SOURCE DOCUMENT
┏━━
Earth's ozone hole shrivels to smallest since 1988 – and that’s a good thing

The ozone hole hit its highest in 2000 at 29.86 million square kilometres

Agencies

Here’s a rare piece of good news about the environment: the giant hole in the Earth’s protective ozone layer is shrinking, and has shrivelled to its smallest peak since 1988, Nasa scientists said.

The huge hole reached its maximum this year in September, and Nasa said it was 19.6 million square kilometres wide. The hole size shrinks after mid-September.

This year’s maximum hole is more than twice as big as the United States, but it’s 3.3 million square kilometres less than last year and 8.5 million square kilometres smaller than 2015.

Paul Newman, chief Earth scientist at Nasa’s Goddard Space Flight Centre, said stormy conditions in the upper atmosphere warmed the air and kept chemicals chlorine and bromine from eating ozone. He said scientists haven’t quite figured out why some years are stormier – and have smaller ozone holes – than others.

“It’s really small this year. That’s a good thing,” Newman said.
┗━━
WHAT TO DO
1: From the ozone hole article, copy out everything from "This year’s maximum" down to "holes – than others.".
2: Continue the article about the shrinking ozone hole, starting right after its final sentence.

INFORMATION GIVEN
┏━━
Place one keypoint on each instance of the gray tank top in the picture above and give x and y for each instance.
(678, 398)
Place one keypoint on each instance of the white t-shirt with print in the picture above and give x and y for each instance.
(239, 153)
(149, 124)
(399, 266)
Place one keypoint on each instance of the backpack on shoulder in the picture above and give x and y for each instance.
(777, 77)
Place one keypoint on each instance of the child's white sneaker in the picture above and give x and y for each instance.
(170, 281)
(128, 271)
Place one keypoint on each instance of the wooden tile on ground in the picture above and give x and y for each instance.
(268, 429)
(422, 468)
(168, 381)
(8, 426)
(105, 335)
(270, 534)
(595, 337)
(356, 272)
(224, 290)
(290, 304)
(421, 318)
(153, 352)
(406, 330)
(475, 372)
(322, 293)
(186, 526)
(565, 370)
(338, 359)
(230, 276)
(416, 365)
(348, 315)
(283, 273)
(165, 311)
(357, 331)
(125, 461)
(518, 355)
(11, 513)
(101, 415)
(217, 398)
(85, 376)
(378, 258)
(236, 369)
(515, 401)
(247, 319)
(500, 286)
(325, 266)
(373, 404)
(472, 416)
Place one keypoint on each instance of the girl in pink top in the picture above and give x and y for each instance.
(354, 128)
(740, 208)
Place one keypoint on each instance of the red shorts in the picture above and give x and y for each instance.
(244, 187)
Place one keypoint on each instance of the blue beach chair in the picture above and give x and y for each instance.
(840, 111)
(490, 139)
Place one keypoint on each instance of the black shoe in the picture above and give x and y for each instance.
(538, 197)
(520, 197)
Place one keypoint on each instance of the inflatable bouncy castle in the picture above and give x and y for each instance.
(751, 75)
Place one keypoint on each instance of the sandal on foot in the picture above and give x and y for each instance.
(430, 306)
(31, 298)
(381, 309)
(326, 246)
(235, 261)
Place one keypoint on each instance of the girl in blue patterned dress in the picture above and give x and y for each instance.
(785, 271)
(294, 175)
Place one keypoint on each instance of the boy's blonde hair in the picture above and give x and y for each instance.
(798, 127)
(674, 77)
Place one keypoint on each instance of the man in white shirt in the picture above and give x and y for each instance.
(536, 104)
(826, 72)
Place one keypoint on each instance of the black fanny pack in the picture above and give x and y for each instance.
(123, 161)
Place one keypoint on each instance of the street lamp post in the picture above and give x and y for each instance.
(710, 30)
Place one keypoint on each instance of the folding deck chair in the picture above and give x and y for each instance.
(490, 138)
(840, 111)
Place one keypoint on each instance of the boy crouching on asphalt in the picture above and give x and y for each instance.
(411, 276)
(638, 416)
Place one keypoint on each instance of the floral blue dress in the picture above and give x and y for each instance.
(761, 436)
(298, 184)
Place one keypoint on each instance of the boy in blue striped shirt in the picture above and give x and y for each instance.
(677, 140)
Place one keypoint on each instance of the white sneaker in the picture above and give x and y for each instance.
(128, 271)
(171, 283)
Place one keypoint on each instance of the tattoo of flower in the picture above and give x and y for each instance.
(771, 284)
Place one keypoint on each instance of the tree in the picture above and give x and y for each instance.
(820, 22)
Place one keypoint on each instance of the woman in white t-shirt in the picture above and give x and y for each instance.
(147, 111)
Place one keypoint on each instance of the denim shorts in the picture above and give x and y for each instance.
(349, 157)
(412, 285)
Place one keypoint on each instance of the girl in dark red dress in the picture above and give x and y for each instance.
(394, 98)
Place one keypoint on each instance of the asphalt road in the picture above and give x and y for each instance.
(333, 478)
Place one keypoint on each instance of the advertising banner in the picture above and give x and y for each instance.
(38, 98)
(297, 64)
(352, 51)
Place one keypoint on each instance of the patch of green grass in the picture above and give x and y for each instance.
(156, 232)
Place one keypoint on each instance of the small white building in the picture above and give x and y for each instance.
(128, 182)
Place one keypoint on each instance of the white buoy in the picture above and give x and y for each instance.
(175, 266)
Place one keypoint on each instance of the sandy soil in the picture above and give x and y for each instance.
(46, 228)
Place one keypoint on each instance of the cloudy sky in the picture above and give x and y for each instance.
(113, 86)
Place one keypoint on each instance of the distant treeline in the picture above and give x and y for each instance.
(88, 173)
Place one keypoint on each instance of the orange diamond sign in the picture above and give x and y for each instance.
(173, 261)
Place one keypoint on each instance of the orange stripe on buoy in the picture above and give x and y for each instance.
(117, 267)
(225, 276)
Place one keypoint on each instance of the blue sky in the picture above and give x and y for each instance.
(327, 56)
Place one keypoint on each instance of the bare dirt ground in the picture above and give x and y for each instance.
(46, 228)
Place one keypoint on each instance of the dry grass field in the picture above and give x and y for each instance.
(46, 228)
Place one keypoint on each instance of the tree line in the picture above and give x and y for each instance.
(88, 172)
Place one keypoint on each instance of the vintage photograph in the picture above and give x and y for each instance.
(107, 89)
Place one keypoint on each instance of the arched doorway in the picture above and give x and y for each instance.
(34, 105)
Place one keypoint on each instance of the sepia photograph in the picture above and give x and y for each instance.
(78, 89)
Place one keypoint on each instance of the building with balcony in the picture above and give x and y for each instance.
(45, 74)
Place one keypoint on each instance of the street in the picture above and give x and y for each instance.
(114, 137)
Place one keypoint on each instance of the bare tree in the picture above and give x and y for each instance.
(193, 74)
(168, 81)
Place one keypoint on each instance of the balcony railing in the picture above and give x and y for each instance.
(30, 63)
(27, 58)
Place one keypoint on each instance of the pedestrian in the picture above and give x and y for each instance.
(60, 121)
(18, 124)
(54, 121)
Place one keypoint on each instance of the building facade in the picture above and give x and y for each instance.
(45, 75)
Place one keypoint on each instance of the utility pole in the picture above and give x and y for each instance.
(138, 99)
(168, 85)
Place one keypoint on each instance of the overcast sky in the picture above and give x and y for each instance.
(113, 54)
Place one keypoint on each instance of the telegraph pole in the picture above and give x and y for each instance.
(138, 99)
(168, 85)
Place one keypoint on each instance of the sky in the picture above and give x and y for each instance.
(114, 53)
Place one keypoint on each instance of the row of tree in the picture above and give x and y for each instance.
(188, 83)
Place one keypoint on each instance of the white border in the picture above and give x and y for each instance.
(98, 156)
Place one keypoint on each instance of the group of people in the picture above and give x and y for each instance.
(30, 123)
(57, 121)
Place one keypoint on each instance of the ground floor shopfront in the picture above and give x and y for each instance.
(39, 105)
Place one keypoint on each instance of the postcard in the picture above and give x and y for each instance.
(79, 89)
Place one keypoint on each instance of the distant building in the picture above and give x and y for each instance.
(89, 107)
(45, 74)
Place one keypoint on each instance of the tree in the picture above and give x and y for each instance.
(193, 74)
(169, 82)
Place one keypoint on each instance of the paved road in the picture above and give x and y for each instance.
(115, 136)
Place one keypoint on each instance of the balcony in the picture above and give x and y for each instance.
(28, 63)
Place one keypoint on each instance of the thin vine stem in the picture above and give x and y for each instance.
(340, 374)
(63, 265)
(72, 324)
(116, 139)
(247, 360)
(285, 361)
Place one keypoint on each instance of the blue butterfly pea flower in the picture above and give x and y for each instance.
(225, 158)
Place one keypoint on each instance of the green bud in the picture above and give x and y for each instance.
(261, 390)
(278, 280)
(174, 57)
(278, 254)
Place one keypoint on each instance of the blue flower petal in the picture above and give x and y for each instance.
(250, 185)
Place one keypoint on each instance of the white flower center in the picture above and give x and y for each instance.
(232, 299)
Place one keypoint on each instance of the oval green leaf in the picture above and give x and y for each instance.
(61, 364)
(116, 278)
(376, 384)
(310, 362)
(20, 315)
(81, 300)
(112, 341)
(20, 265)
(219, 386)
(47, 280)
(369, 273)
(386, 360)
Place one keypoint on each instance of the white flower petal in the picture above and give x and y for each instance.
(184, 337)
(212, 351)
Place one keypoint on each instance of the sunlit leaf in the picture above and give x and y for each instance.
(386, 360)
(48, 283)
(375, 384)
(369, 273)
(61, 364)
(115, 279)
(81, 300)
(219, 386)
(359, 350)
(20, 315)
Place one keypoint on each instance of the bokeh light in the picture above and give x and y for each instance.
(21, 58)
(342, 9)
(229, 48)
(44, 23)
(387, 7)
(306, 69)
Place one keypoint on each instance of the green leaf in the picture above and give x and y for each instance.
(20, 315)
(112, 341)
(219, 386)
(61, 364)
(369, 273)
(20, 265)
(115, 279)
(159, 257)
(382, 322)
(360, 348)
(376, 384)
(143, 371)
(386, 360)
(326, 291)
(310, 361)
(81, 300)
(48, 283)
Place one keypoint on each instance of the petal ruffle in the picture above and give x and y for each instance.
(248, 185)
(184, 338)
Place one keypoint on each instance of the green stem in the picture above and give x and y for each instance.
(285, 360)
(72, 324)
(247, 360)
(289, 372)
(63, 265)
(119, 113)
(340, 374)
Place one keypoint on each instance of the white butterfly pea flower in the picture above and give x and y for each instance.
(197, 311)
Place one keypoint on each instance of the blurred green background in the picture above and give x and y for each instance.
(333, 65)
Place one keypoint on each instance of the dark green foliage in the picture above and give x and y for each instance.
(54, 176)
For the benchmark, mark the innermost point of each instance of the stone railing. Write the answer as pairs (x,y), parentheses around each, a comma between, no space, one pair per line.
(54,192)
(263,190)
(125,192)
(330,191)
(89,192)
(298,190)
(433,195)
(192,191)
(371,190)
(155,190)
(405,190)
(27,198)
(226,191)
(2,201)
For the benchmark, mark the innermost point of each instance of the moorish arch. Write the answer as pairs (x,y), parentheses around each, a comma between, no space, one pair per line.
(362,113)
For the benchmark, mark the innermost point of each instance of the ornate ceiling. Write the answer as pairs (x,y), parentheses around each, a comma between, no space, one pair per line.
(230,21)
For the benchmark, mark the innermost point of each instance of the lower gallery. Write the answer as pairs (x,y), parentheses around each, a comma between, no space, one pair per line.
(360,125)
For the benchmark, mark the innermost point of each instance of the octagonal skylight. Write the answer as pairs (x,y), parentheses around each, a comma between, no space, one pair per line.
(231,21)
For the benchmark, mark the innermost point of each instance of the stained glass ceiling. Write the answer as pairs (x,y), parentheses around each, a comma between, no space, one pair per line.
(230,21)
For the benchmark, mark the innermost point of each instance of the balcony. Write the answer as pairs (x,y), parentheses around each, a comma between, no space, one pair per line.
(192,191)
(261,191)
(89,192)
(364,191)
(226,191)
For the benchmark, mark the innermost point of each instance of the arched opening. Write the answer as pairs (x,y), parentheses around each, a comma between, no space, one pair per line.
┗━━
RESPONSES TO THE TASKS
1:
This year’s maximum hole is more than twice as big as the United States, but it’s 3.3 million square kilometres less than last year and 8.5 million square kilometres smaller than 2015.

Paul Newman, chief Earth scientist at Nasa’s Goddard Space Flight Centre, said stormy conditions in the upper atmosphere warmed the air and kept chemicals chlorine and bromine from eating ozone. He said scientists haven’t quite figured out why some years are stormier – and have smaller ozone holes – than others.

2:
Newman said this year’s drop is mostly natural but is on top of a trend of smaller steady improvements likely from the banning of ozone-eating chemicals in a 1987 international treaty.

The ozone hole hit its highest in 2000 at 29.86 million square kilometres.

Ozone is a colourless combination of three oxygen atoms. High in the atmosphere, about 11 to 40 kilometres above the Earth, ozone shields Earth from ultraviolet rays that cause skin cancer, crop damage and other problems.

Scientists at the United Nations a few years ago determined that without the 1987 treaty by 2030 there would have been an extra 2 million skin cancer cases.

They said overall the ozone layer is beginning to recover because of the phase-out of chemicals used in refrigerants and aerosol cans.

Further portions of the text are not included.